╭─ Фрагмент документа
Эта статья не могла бы появиться ни в одном российском СМИ. Во всяком случае, в своём полноценном виде – без чопорных недомолвок, без точечек, без неуместных синонимов в скобочках.

Начало настоящее:

Года до девяносто восьмого в квартире моих родителей не было телефона. Звонить ходили к соседям или к тёте Тамаре. Однажды летом после первого курса инъяза мне надо было созвониться со знакомым американцем. Тот собирался приехать из Питера, чтобы поглазеть на мой родной город.

Тётя Тамара, когда я пришёл, была с похмелья. Пока я звонил своему американцу, она ковыляла туда-сюда по тесной однокомнатке – заспанная, мрачная, волосы дыбом, в одной ночнушке. Телефон стоял на тумбочке в крошечной прихожей, у двери в комнату. А в комнате лежала, почти никогда не вставая, бабушка Оля. В какой-то момент бабушка что-то сказала. И тётя Тамара раздражённо буркнула в ответ:

— Костя там по-английски разговаривает, а я хожу с голой пиздой.

Смысл, как известно, рождается в контексте. Чтобы понять слова тёти Тамары, надо много чего иметь в виду. Надо знать, что тётя Тамара выросла в послевоенной деревенской нищете. (Она раз десять мне рассказывала, как однажды, школьницей, была в Ленинграде и видела вкусную еду в гастрономе на Невском.) Надо учесть, что она всю жизнь – от ПТУ до пенсии – проработала на одном заводе. Надо помнить, что дело происходило в райцентре.

И надо, конечно, знать, какое именно место в русском языке занимает так называемый мат.
╰─
╭─ Исходные данные
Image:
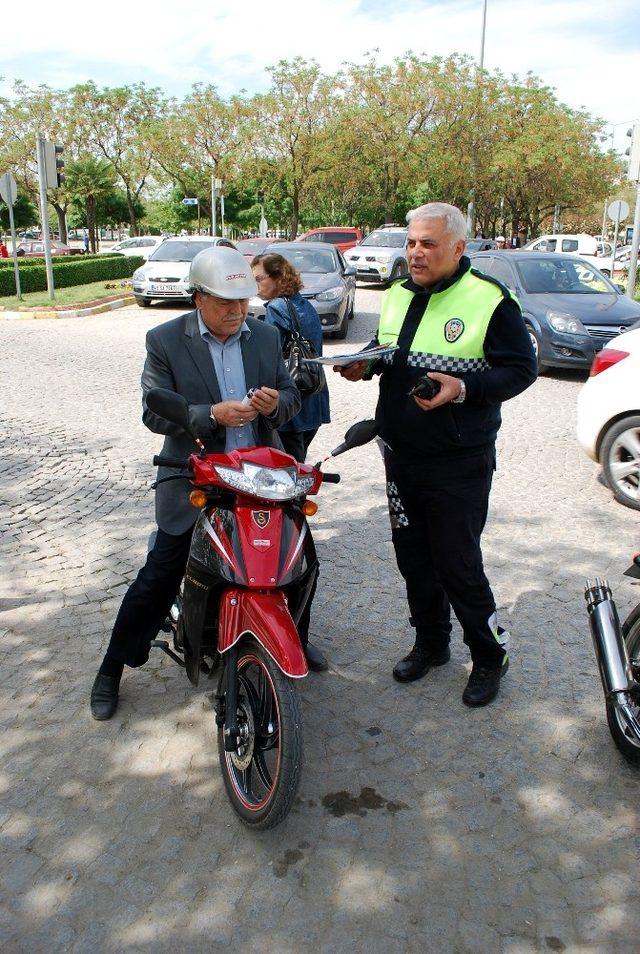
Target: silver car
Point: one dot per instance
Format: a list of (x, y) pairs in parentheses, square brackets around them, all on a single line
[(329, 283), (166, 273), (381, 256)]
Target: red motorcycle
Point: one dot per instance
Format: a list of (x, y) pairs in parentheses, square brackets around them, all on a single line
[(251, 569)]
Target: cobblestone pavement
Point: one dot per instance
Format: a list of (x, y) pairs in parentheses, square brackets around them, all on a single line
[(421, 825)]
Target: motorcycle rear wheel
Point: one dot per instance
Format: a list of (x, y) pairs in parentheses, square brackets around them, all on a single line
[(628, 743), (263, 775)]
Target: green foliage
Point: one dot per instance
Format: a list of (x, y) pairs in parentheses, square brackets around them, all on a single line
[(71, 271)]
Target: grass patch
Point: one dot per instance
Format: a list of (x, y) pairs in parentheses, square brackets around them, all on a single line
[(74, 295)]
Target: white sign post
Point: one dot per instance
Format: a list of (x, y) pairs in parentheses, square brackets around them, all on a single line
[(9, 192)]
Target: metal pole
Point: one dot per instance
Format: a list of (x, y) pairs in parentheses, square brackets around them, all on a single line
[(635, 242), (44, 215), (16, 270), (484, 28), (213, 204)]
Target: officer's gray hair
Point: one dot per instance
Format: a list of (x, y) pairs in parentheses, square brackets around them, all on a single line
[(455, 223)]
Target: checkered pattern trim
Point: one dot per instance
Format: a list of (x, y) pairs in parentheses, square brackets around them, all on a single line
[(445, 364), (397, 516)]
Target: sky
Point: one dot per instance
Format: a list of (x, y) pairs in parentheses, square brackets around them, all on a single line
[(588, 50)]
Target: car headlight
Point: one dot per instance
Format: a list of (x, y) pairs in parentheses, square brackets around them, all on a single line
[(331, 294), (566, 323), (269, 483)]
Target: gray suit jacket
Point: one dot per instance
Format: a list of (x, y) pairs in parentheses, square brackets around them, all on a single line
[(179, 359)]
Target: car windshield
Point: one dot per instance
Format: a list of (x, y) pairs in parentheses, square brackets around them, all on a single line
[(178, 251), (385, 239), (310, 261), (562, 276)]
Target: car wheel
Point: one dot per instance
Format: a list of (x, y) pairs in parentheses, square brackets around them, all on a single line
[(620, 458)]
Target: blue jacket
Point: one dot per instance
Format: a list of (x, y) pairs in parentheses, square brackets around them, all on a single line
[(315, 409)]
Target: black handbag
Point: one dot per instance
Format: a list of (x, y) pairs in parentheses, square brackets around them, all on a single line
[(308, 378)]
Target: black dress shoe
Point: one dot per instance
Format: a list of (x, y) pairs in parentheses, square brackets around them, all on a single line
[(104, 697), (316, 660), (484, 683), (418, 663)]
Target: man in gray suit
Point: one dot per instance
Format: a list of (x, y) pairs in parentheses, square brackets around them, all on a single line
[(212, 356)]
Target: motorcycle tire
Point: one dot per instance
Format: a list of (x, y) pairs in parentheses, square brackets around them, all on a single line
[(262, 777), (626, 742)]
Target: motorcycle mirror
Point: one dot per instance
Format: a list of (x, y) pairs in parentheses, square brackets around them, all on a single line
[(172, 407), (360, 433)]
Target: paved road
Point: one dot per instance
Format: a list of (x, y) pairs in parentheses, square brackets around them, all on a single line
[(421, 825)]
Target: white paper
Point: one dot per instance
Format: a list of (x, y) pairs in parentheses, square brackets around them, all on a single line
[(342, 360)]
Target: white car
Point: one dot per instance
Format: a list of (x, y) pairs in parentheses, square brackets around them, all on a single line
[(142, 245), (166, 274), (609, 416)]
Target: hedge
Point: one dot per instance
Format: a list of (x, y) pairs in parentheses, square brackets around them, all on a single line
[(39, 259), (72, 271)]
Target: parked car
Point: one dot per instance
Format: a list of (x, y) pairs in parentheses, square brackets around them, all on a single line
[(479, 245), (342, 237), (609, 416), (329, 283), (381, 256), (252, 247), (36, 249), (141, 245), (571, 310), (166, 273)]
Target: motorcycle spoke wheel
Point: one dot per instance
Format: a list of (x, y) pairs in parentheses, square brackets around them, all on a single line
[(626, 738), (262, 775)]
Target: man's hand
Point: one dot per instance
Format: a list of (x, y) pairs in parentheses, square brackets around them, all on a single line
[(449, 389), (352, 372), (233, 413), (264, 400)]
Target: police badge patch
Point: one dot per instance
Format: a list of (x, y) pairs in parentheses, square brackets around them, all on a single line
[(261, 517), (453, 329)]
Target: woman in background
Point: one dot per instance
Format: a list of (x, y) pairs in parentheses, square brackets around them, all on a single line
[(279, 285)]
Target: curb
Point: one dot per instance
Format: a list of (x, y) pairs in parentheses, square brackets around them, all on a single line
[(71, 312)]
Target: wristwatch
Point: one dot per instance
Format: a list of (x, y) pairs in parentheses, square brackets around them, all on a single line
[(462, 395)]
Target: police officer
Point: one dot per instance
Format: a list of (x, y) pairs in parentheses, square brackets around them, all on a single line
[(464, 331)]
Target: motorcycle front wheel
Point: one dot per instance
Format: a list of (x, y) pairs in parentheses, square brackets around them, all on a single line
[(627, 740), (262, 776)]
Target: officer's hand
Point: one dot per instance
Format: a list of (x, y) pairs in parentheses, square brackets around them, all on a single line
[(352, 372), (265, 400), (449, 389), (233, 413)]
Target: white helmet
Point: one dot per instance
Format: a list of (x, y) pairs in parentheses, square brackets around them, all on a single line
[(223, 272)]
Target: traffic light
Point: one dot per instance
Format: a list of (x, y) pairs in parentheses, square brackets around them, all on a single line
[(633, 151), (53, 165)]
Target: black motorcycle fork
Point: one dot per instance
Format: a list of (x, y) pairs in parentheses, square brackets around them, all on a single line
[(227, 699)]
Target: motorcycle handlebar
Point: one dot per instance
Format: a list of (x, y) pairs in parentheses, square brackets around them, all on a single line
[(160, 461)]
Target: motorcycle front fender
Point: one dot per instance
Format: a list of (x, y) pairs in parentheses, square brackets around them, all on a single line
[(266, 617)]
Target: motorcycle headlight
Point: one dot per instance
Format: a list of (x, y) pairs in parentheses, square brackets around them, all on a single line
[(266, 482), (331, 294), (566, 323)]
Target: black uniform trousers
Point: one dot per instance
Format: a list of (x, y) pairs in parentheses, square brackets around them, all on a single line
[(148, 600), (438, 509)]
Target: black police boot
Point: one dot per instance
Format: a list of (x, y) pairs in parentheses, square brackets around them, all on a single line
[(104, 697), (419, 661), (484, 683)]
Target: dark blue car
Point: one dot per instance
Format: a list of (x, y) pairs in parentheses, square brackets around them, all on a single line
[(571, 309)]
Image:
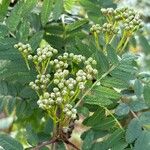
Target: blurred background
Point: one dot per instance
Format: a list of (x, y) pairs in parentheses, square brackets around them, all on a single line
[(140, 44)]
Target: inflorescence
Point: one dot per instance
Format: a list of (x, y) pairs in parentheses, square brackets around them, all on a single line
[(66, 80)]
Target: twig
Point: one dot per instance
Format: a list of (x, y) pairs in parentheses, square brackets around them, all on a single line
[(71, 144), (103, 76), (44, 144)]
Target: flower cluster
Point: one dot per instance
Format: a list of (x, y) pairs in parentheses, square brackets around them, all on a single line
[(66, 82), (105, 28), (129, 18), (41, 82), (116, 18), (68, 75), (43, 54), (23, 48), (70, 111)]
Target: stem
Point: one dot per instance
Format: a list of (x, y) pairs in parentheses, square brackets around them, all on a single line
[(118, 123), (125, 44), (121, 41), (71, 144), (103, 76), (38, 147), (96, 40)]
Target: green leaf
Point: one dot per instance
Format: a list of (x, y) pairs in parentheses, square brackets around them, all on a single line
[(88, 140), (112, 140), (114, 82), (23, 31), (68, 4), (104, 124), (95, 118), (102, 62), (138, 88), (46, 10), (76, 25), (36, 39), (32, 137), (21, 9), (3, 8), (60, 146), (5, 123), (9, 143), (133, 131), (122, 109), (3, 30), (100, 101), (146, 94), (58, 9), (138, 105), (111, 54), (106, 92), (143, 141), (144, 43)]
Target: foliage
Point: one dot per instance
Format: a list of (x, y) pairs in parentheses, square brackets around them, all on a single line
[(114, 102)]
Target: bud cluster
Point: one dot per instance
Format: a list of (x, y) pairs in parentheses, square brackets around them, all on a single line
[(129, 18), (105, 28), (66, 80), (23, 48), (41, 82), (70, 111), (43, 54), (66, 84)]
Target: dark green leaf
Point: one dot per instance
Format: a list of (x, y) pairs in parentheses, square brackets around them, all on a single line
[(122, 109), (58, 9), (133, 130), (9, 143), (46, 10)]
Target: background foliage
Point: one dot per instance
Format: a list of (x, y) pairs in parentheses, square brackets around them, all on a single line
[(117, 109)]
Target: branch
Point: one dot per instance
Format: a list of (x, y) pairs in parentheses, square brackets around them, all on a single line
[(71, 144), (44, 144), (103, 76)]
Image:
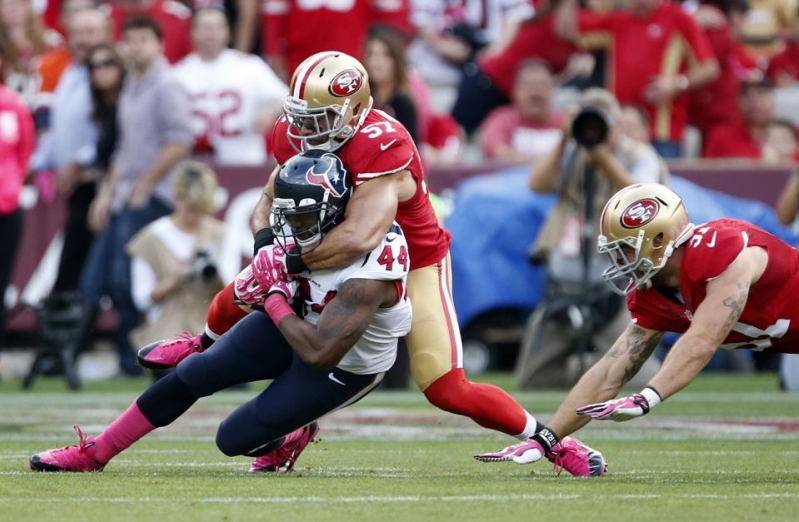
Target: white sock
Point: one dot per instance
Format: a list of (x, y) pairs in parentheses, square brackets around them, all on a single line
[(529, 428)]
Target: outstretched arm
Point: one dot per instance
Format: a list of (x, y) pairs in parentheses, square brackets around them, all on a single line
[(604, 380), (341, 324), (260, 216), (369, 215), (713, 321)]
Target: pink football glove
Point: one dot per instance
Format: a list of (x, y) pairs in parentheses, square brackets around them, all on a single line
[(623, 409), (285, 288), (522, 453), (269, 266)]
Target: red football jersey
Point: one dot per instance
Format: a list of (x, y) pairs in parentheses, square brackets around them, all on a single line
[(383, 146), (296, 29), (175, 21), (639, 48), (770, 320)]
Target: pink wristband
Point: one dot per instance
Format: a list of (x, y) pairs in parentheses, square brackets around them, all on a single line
╰─
Задание => Продолжите текст о тёте Тамаре и русском мате, начав сразу после его последней фразы.

Готовое решение =>
Сразу оговорюсь, что место это не уникально. Представление о «плохих словах» знакомо носителям любого крупного современного языка. Шведский, входящий в 2% крупнейших языков мира, – не исключение. Однако «плохие» слова в разных языках могут отличаться друг от друга степенью и природой «плохости». И в этом смысле у слова «пизда», которое сказала в тот памятный день тётя Тамара, нет эквивалента в современном шведском.

Это, конечно, не значит, что на шведский нельзя перевести базовые значения четырёх главных корней, на которых держится русский мат. «Пизда» – это fitta, «хуй» – kuk, «ебать» – knulla, «блядь» – hora. Невозможно другое: вызвать у читателя шведского перевода этого текста то же чувство праведного гнева и/или брезгливости, которое испытают многие читатели русского оригинала.

Сейчас я постараюсь объяснить, почему невозможно.

***

Начну с бесплатного сюжета для шведской антиутопии.

Представьте себе, что в одну ненастную ночь всех членов шведского риксдага, включая самых либеральных и прогрессивных, ударяет в голову молния, но только не насмерть, а хуже. Поутру они все встают, едут на работу и принимают новый закон о государственном языке. «При использовании шведского как государственного, — гласит закон, — не допускается использования слов knulla, fitta и kuk».

Шведская общественность в шоке. Вскоре, правда, выясняется, что никто точно не понимает, как это – «использовать шведский как государственный». В смысле, в рассылках из налоговой? В названиях мебели из «Икеи»? Ну, тогда ничего. Жить можно.

Однако не тут-то было. Ёбнутый молнией риксдаг понимает свой промах. Он начинает штамповать более конкретные запреты.

Ррраз! – и слова knulla, fitta и kuk запрещено говорить по радио и телевизору.

Два! – и фильмы с ними запрещено показывать в кинотеатрах.

Три! – их запрещено употреблять в СМИ.

Четыре! – их запрещено произносить в публичных выступлениях.

Пять! – их запрещено писать в популярных блогах.

Шесть! – их запрещено говорить в театрах.

Семь! – книгу, в которой хоть раз встречается хотя бы одно из этих слов, можно продавать только в запечатанной упаковке с наклейкой «Содержит плохие слова».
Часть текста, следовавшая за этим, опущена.